◆ What to do:
From the line with "the man's hand" through the final line, please write out the listing exactly, including both of those lines.

= = = = =

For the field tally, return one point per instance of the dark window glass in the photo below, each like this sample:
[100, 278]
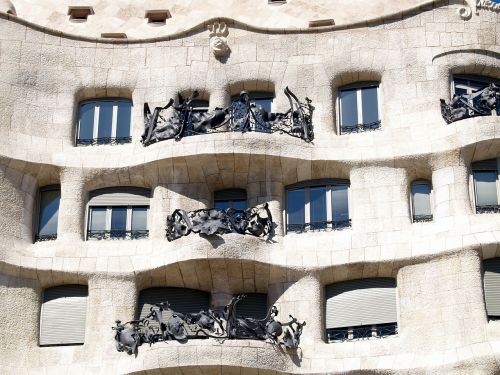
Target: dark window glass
[86, 130]
[340, 204]
[123, 119]
[295, 209]
[369, 103]
[317, 198]
[49, 212]
[348, 107]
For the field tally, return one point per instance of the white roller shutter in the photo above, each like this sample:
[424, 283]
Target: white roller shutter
[492, 286]
[63, 315]
[361, 302]
[120, 196]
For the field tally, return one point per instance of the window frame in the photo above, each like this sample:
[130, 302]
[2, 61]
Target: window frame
[426, 218]
[360, 126]
[113, 140]
[306, 185]
[38, 212]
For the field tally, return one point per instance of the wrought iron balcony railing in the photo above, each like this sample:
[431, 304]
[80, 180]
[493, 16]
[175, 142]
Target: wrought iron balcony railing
[103, 141]
[361, 332]
[319, 225]
[347, 129]
[45, 237]
[488, 209]
[421, 218]
[117, 234]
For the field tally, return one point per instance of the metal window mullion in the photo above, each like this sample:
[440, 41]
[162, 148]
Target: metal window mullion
[114, 120]
[95, 129]
[307, 207]
[329, 210]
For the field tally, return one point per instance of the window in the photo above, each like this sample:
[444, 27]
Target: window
[230, 198]
[49, 199]
[359, 107]
[104, 121]
[254, 305]
[316, 205]
[491, 280]
[485, 174]
[262, 99]
[118, 213]
[360, 309]
[421, 201]
[63, 315]
[181, 300]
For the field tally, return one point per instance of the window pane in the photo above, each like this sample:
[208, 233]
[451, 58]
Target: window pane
[49, 212]
[348, 107]
[317, 197]
[97, 218]
[105, 119]
[123, 119]
[369, 103]
[421, 199]
[118, 218]
[486, 189]
[295, 209]
[139, 218]
[86, 121]
[340, 203]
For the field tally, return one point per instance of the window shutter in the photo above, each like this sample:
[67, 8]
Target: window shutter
[254, 305]
[63, 315]
[117, 196]
[361, 302]
[492, 286]
[181, 300]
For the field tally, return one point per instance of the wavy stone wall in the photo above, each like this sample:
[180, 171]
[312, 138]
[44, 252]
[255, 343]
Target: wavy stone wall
[442, 322]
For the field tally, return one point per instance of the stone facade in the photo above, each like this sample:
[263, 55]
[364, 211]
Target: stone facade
[443, 326]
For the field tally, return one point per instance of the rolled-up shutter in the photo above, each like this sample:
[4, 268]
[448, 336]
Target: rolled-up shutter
[361, 302]
[254, 305]
[181, 300]
[120, 196]
[63, 315]
[492, 286]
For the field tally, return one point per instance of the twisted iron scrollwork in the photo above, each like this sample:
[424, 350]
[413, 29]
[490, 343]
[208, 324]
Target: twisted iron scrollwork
[242, 115]
[479, 103]
[256, 221]
[222, 324]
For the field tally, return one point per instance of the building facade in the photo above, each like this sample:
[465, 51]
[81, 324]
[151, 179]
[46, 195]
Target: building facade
[385, 224]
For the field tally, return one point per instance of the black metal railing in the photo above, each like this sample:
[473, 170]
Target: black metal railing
[358, 128]
[361, 332]
[103, 141]
[45, 237]
[421, 218]
[319, 226]
[117, 234]
[488, 209]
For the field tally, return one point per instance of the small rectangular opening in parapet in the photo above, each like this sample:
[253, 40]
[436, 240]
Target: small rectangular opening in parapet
[321, 23]
[79, 13]
[157, 17]
[114, 35]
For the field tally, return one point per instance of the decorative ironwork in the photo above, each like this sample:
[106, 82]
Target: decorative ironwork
[362, 332]
[103, 141]
[479, 103]
[319, 225]
[256, 221]
[488, 209]
[346, 129]
[45, 237]
[421, 218]
[242, 115]
[117, 234]
[222, 323]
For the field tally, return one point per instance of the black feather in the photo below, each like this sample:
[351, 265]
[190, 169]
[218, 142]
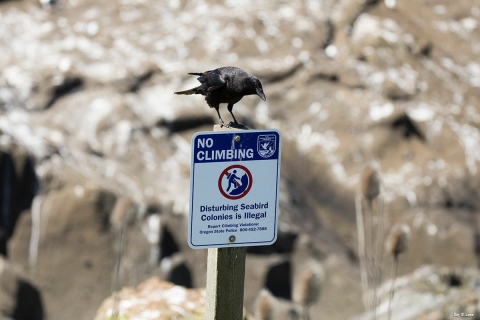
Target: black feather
[226, 85]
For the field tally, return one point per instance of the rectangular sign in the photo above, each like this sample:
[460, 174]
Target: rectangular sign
[234, 188]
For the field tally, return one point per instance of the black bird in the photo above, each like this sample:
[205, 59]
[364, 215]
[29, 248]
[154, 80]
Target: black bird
[226, 85]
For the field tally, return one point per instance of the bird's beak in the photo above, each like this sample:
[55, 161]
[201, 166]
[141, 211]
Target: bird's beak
[261, 94]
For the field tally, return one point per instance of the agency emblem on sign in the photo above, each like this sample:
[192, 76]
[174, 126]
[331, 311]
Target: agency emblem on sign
[266, 145]
[234, 188]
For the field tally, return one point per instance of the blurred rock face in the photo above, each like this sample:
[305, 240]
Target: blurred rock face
[86, 90]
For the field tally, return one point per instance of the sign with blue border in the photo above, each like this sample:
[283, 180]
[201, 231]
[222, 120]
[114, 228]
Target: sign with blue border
[234, 188]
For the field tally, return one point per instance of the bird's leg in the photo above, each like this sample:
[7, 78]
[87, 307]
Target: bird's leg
[234, 124]
[219, 117]
[230, 107]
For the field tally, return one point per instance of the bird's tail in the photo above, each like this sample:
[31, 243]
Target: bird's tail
[189, 91]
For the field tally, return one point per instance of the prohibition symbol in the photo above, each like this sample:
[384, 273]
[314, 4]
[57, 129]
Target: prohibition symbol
[235, 182]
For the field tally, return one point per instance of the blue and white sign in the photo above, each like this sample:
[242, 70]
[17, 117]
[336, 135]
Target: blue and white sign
[234, 188]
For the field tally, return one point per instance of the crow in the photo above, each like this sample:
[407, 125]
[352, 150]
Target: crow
[226, 85]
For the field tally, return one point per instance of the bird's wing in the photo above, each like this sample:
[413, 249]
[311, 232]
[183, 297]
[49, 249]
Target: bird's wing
[215, 80]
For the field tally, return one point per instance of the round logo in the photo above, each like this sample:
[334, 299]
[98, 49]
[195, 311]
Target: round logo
[235, 182]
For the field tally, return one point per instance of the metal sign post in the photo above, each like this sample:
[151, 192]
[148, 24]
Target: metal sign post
[233, 204]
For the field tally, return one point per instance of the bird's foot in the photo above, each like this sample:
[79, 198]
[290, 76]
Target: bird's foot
[237, 125]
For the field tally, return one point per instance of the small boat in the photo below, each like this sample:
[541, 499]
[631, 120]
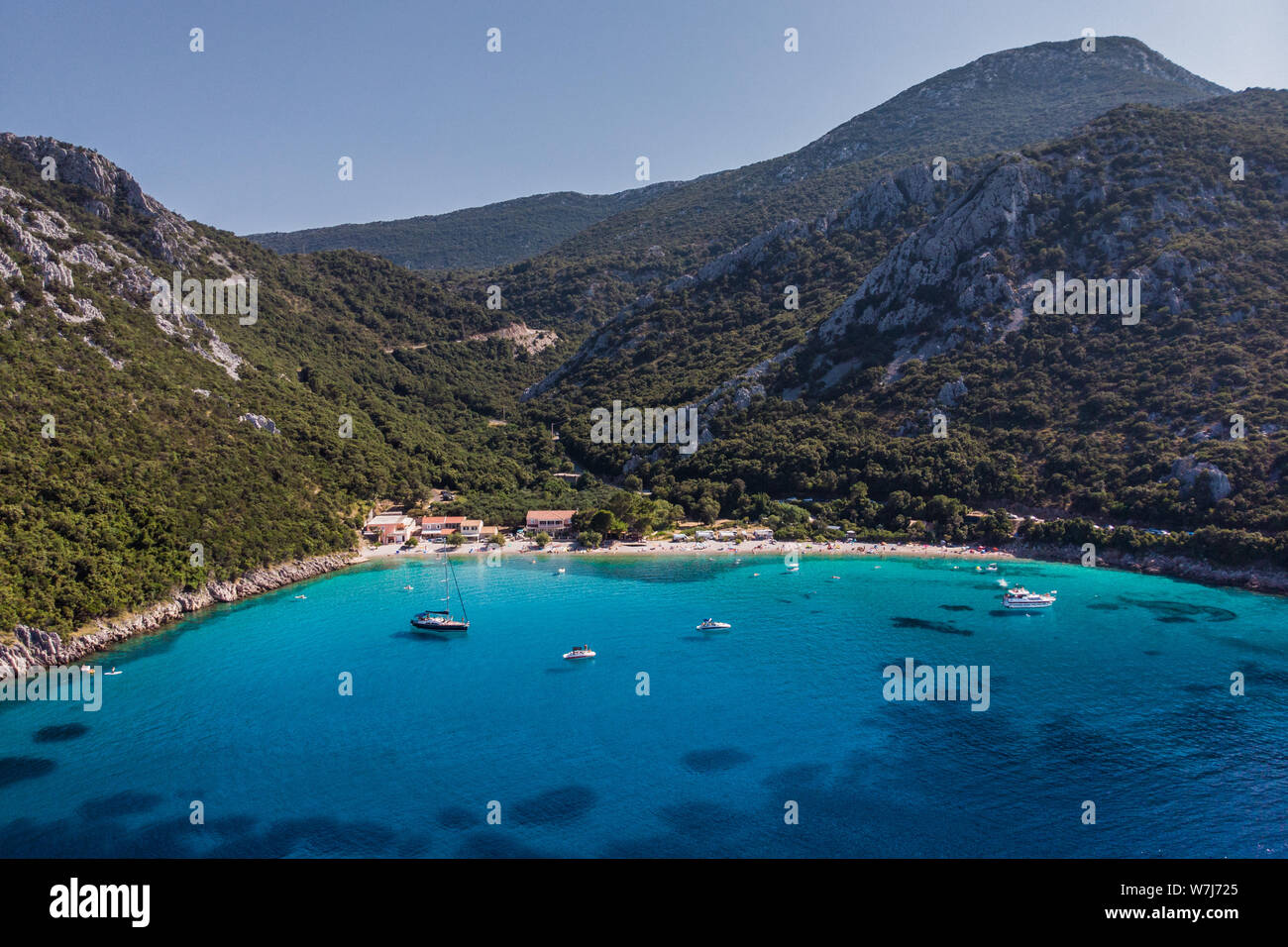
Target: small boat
[1019, 596]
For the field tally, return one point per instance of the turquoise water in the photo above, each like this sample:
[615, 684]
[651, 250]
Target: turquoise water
[1119, 694]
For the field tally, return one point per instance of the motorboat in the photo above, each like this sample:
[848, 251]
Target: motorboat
[1019, 596]
[712, 625]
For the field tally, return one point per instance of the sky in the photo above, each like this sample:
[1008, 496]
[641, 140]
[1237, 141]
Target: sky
[248, 134]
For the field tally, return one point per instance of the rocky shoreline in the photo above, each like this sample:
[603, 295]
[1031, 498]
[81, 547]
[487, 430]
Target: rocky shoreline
[1260, 578]
[37, 648]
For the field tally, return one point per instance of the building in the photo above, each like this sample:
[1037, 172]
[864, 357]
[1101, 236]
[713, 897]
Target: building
[558, 523]
[389, 527]
[437, 527]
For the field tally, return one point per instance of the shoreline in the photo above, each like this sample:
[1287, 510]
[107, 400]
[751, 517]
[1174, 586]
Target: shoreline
[35, 648]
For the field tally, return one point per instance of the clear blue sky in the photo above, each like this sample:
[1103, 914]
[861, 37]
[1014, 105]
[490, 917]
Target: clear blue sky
[246, 136]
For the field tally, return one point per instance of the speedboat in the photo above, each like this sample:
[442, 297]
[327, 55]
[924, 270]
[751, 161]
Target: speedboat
[712, 625]
[1019, 596]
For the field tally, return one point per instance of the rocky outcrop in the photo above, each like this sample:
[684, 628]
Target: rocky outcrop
[261, 423]
[1201, 479]
[35, 648]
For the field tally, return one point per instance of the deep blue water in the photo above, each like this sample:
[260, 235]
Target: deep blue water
[1119, 694]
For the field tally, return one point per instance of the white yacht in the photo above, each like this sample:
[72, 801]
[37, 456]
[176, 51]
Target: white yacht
[1019, 596]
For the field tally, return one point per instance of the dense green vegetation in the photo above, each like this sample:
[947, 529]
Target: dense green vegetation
[1076, 414]
[471, 239]
[1064, 416]
[102, 517]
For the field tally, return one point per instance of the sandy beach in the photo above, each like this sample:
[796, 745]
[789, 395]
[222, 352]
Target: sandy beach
[695, 548]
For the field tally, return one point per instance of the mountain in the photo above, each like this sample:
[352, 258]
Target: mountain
[471, 239]
[137, 427]
[1000, 101]
[918, 300]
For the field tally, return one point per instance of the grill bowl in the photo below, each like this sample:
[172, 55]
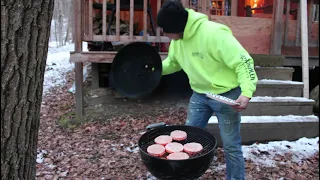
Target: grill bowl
[191, 168]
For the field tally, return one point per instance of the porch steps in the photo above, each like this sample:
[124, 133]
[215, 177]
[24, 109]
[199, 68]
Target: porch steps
[277, 111]
[271, 128]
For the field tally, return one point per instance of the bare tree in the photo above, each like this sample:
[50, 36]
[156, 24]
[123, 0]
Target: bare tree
[25, 30]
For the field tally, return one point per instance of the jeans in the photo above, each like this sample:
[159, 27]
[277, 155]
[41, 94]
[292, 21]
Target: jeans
[201, 109]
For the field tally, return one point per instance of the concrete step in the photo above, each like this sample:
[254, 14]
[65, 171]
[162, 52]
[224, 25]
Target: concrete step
[278, 106]
[278, 73]
[271, 128]
[274, 88]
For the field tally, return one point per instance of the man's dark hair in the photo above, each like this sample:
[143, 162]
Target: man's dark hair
[172, 17]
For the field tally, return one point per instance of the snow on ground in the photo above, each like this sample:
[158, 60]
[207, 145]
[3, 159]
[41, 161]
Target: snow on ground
[272, 119]
[265, 154]
[58, 65]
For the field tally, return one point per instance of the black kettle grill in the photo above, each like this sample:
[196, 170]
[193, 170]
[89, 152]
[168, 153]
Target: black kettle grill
[136, 70]
[191, 168]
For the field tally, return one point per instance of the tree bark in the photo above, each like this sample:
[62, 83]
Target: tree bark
[25, 30]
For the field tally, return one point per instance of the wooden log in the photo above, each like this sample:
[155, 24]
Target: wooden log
[304, 47]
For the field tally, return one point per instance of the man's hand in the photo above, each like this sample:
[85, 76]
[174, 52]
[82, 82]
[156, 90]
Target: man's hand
[244, 101]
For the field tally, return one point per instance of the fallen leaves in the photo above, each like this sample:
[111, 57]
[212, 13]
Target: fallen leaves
[108, 149]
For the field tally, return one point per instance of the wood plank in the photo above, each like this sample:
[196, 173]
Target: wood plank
[100, 56]
[79, 90]
[287, 23]
[158, 28]
[90, 26]
[277, 31]
[249, 31]
[304, 48]
[234, 7]
[131, 19]
[126, 39]
[298, 28]
[118, 20]
[104, 19]
[94, 75]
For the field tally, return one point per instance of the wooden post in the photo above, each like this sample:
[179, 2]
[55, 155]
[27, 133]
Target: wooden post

= = = = =

◆ Written response:
For the field tally, return one point per instance of the man's hand in the photo above, each like this sample:
[85, 76]
[174, 52]
[82, 82]
[156, 90]
Target: man's hand
[244, 101]
For the field tally, return one point per instance of the fallen leaves in the photo above, each like this sample:
[111, 57]
[212, 13]
Target: fallen leaves
[108, 149]
For the field tally, return one point per instance of the wood plank in the photo above, each like this sample:
[196, 173]
Target: wood plank
[100, 56]
[79, 90]
[287, 23]
[158, 28]
[90, 26]
[277, 31]
[249, 31]
[304, 48]
[234, 7]
[131, 19]
[126, 39]
[298, 28]
[118, 20]
[104, 19]
[94, 75]
For the field tally, return one point per instance of the wooden post in the photo above, each like this sample:
[179, 2]
[55, 155]
[27, 133]
Target: wooden post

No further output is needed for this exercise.